-- start of DATASET RECORDS --
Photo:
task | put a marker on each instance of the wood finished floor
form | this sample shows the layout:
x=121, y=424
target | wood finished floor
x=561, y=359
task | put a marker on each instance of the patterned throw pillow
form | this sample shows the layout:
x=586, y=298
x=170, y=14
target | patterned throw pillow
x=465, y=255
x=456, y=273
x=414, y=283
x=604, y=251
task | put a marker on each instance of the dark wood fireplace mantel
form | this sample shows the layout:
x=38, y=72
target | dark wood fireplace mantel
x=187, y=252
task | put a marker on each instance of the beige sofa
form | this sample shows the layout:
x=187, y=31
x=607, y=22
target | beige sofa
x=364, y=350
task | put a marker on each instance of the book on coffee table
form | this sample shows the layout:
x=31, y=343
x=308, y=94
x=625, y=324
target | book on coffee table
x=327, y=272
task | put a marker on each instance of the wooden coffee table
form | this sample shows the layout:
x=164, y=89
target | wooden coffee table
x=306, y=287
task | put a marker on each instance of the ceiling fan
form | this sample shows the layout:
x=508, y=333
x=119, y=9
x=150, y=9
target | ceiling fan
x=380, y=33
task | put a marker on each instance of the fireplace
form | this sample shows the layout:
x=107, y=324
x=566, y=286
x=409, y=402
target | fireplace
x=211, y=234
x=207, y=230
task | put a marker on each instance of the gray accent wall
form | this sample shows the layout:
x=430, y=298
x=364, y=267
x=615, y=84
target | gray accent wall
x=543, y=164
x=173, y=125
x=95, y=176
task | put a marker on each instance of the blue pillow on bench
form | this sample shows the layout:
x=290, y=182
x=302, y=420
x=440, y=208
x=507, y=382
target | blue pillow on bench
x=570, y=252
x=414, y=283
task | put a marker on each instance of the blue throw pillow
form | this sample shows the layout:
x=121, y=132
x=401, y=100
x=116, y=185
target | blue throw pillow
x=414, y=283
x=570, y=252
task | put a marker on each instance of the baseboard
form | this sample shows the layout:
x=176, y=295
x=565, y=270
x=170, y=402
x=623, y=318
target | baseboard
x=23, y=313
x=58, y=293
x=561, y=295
-- end of DATASET RECORDS --
**THE EXERCISE:**
Copy out every line from the line with "task | put a marker on each instance of the patterned" up to and including the line with "x=604, y=251", requests included. Shift each answer coordinate by -52 and leave the sample layout coordinates unchanged.

**EXPECTED ANSWER:**
task | put a marker on each instance of the patterned throw pillow
form | this sample shows the layout:
x=586, y=298
x=170, y=14
target | patterned throw pillow
x=413, y=203
x=404, y=221
x=362, y=231
x=552, y=199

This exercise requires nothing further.